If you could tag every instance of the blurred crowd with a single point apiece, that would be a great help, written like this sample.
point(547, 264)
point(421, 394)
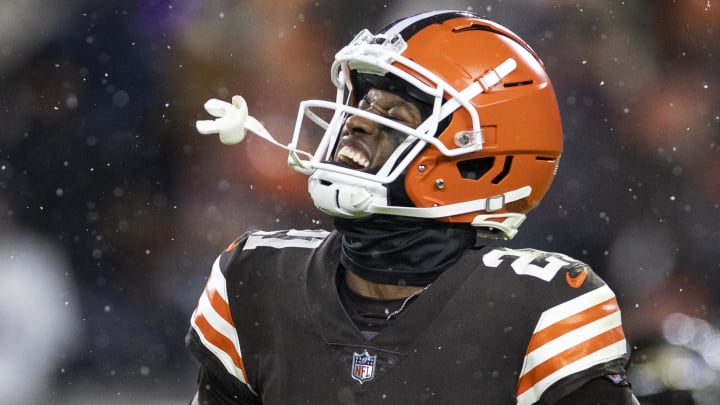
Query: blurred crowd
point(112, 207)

_ _ _

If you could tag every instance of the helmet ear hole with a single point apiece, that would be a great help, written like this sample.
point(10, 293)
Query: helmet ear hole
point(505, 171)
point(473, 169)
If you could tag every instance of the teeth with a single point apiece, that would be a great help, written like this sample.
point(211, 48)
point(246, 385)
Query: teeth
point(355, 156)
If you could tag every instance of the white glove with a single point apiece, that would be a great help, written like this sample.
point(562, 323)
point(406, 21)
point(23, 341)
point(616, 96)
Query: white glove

_ _ _

Copy every line where the word "white" is present in the entries above.

Exercise response:
If you could tag every instance of the white glove with a single point apiece, that would be a great help, written like this sample.
Query: white glove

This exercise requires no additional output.